Saved entries:
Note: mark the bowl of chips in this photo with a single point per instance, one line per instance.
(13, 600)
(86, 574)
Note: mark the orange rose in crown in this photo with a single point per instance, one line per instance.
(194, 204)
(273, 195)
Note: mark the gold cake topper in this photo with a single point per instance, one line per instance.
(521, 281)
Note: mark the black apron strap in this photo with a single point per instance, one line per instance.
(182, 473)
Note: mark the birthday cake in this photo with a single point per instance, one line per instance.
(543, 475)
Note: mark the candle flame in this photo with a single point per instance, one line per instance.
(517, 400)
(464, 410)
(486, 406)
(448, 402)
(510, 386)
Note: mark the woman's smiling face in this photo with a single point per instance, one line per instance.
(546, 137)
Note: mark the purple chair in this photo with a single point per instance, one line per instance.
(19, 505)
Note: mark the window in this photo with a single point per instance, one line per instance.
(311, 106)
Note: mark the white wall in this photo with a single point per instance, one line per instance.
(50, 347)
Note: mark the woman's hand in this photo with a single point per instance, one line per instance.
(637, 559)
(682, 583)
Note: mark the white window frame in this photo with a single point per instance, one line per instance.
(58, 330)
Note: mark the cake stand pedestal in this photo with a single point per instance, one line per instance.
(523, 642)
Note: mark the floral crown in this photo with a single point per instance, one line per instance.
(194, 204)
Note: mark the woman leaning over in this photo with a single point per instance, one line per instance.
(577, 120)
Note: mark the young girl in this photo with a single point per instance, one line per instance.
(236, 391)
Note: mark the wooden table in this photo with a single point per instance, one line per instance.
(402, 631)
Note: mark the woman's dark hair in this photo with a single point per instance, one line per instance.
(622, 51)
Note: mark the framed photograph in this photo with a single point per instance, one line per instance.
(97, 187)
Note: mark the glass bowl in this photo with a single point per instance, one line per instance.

• TASK:
Write out the entries above word for word.

• THE RESPONSE:
Note: mark the bowl of chips in this photo with a single point per instance, one line per instance.
(13, 600)
(86, 574)
Note: mark the orange rose in crown in this photo with a single point per instance, one line per instance.
(194, 204)
(273, 195)
Note: mark the gold cake topper in this photo with a single point per instance, one line per instance.
(521, 281)
Note: mark the black apron strap in this photo with a single point per instance, one line per instance.
(182, 473)
Note: mark the birthday cake in this photo with a single point per instance, one line per instance.
(543, 475)
Note: mark the candle flame in this photo with a single point per instance, one line per instance.
(517, 400)
(464, 410)
(486, 406)
(448, 402)
(510, 386)
Note: mark the woman's smiling face in this photo with a single point per instance, one line per instance.
(546, 137)
Note: mark the purple chair in this photo with a single point per instance, one line per instance.
(19, 505)
Note: mark the window in this photo with a single point per instance, one line per instance.
(311, 106)
Note: mark the white wall in this photo with a single point per instance, one line per instance.
(50, 347)
Note: mark the woman's hand in this photo with a single point per instance, one line per instance.
(637, 559)
(682, 583)
Note: mark the white window frame in this photo with a single point per instance, one line per instance.
(58, 330)
Note: mark the cake stand pedestal in this photo with a single point per instance, one line per instance.
(523, 642)
Note: mark the floral crown in this photo with a single point per instance, one line per instance.
(194, 204)
Note: mark the woman leaning over in this photo with a single point per instance, one line per instance.
(577, 120)
Note: mark the young girl in this photo with a single point per instance, one line per instance.
(236, 391)
Note: mark the wooden table in this photo with a single point per instance, one line per instance.
(402, 631)
Note: mark the woman's dark hair in this photo with a single point per instance, one line per instance.
(622, 51)
Note: mark the framed photograph in this photo with a single point per instance, one line per instance.
(97, 187)
Note: mark the glass bowl in this photo with a single point per instance, one line per instance.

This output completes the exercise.